[Materials provided]
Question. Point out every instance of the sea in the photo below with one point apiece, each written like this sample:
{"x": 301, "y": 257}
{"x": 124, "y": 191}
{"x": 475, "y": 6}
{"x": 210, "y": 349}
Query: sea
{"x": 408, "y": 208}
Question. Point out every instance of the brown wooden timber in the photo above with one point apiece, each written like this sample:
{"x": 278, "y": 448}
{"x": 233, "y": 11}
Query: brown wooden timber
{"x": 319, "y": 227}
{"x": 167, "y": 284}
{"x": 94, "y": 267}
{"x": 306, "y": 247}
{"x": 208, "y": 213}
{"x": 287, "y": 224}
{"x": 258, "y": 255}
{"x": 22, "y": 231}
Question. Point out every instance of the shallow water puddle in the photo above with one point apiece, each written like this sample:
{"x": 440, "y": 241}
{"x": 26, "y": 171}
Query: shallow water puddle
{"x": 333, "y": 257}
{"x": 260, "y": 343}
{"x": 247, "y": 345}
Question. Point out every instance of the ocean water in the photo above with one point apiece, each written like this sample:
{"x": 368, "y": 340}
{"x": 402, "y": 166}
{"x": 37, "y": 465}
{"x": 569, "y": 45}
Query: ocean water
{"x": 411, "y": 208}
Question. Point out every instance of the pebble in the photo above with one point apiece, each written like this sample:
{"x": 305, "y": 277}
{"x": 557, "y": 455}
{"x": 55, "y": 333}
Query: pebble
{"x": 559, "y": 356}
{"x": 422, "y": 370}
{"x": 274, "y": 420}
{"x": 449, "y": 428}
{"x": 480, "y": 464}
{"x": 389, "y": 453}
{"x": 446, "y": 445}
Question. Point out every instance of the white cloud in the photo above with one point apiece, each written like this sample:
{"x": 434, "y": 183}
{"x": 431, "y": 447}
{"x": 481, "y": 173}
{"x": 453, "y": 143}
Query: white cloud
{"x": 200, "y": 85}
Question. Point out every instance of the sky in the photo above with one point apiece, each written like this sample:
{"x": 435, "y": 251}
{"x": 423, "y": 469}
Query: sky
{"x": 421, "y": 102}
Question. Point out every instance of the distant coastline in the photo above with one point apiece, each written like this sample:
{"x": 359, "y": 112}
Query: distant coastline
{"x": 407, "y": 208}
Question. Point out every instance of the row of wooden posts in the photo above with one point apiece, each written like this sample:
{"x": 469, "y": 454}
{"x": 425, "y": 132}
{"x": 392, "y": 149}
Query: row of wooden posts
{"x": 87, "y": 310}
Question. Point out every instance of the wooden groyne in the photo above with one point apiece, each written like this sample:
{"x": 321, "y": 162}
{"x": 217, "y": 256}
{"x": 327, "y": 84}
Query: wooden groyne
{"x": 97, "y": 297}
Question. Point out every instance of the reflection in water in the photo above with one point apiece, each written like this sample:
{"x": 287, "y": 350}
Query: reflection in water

[Task item]
From the records, determine the number of lines holding the word "Point", and state that number only.

[Expected output]
11